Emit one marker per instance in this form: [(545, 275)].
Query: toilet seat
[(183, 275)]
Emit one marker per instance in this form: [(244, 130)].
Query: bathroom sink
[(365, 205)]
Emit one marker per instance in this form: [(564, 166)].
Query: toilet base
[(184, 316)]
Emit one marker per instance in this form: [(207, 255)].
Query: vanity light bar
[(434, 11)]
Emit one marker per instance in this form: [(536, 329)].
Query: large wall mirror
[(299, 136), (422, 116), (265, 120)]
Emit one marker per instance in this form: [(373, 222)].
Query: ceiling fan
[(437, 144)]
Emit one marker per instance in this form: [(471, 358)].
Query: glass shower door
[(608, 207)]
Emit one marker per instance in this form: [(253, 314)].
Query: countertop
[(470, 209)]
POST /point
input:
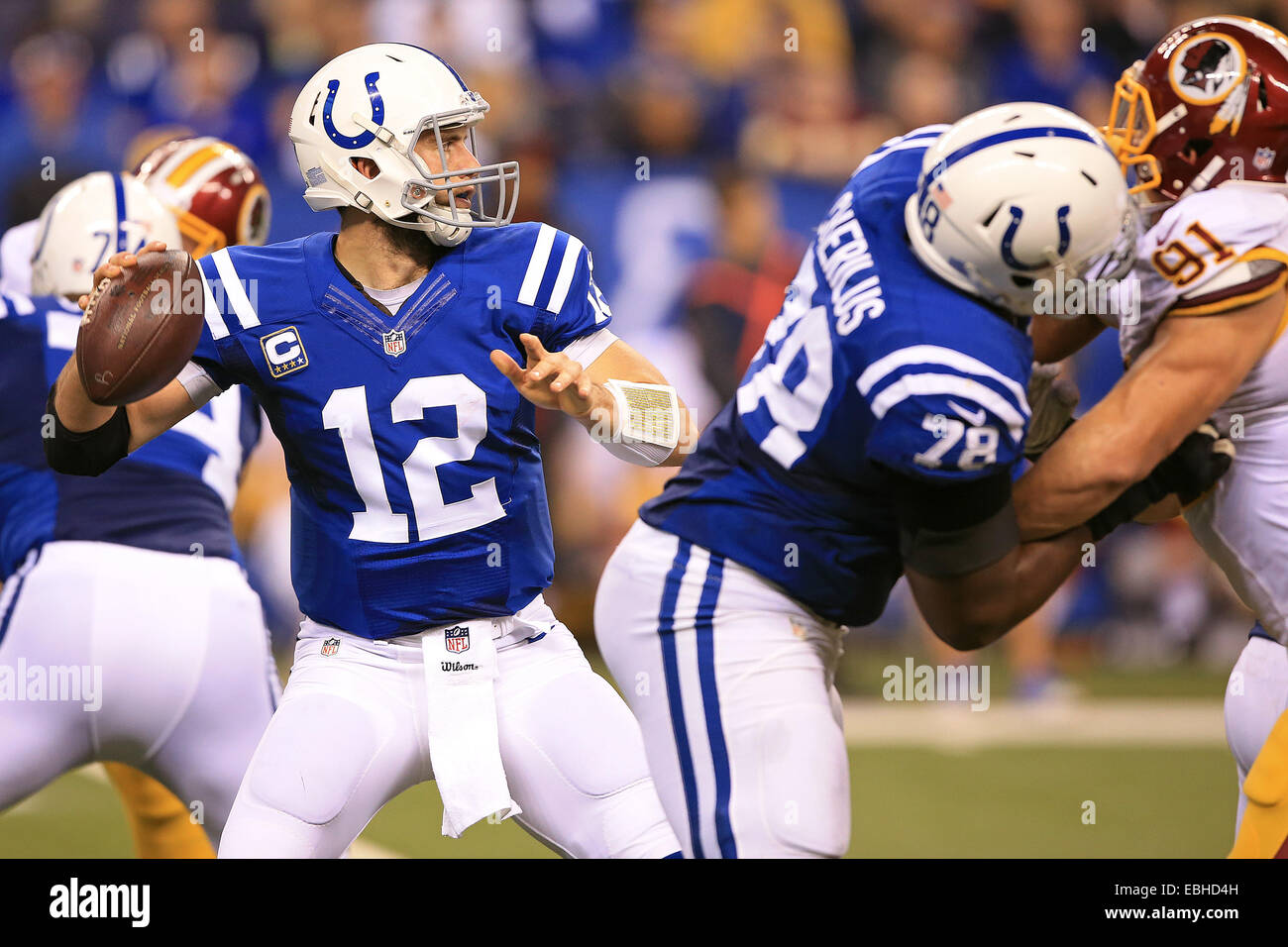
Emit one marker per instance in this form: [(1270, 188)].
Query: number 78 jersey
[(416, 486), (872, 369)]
...
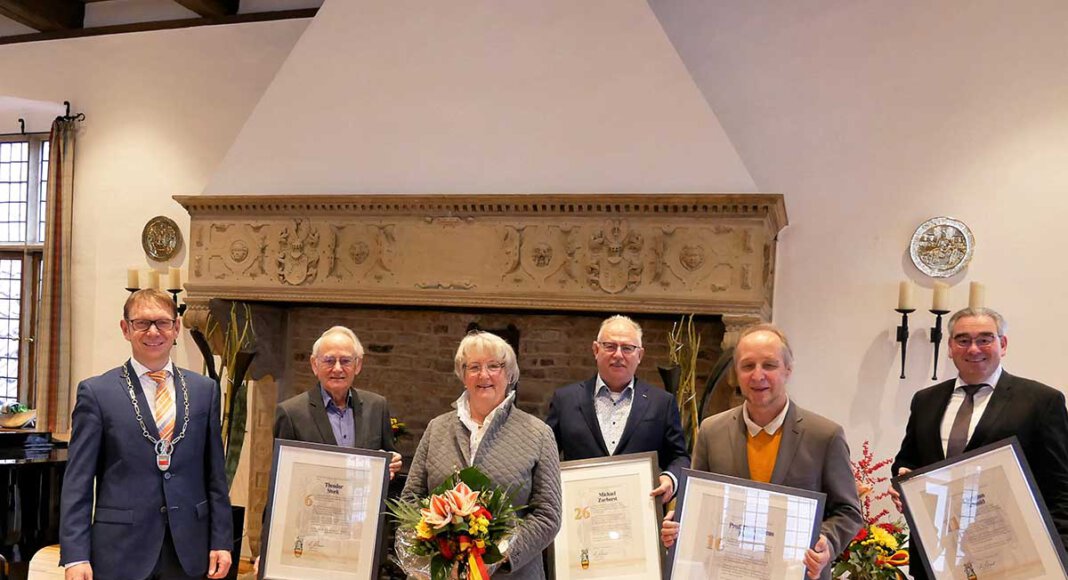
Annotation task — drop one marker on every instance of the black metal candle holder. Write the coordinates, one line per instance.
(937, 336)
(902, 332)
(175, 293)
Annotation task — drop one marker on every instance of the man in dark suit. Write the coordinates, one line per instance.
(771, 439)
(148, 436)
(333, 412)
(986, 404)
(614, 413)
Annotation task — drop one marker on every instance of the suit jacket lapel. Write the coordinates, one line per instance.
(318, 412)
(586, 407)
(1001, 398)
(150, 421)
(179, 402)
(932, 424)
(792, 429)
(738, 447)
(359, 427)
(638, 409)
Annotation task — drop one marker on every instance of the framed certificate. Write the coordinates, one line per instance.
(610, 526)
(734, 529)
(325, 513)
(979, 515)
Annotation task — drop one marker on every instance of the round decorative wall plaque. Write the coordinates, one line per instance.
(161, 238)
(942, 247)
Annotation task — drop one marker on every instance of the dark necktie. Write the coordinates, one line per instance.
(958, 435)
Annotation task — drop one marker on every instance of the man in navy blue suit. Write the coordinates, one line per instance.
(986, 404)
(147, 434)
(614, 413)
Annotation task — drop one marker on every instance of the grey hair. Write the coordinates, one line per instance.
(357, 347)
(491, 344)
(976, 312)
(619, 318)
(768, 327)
* * *
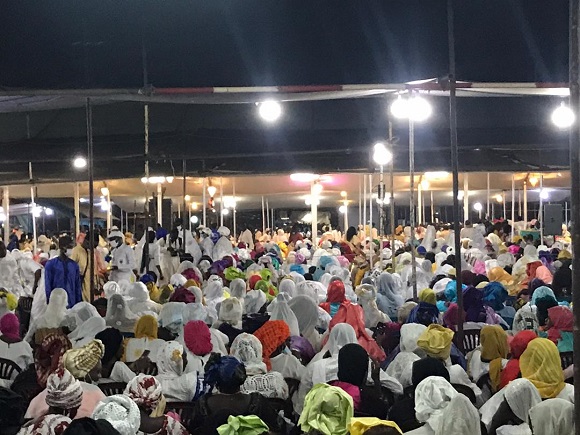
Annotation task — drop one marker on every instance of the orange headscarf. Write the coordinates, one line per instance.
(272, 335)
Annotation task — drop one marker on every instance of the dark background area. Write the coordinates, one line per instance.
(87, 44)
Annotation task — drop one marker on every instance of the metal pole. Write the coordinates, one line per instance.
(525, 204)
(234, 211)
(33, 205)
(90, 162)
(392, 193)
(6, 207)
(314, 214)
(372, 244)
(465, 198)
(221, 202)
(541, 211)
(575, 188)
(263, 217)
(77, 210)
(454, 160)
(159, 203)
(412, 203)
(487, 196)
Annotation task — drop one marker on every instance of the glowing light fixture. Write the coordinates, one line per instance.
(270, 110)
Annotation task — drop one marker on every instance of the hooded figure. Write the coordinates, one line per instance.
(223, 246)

■ **待办**: 将包含“Emit one marker per instance in this form: [(545, 275)].”的行与包含“[(434, 11)]”的行之间的各行（含这两行）重新输出，把其中的“bathroom sink”替换为“kitchen sink”，其余内容不作改动。

■ **解答**:
Emit one marker per instance in this form: [(545, 275)].
Query: toilet seat
[(183, 275)]
Emit one marker per instance in this form: [(244, 130)].
Query: kitchen sink
[(365, 205)]
Emit one marker per instance in this form: [(564, 166)].
Query: toilet base
[(184, 316)]
Emit one marker per instance in this form: [(207, 255)].
Query: vanity light bar
[(434, 11)]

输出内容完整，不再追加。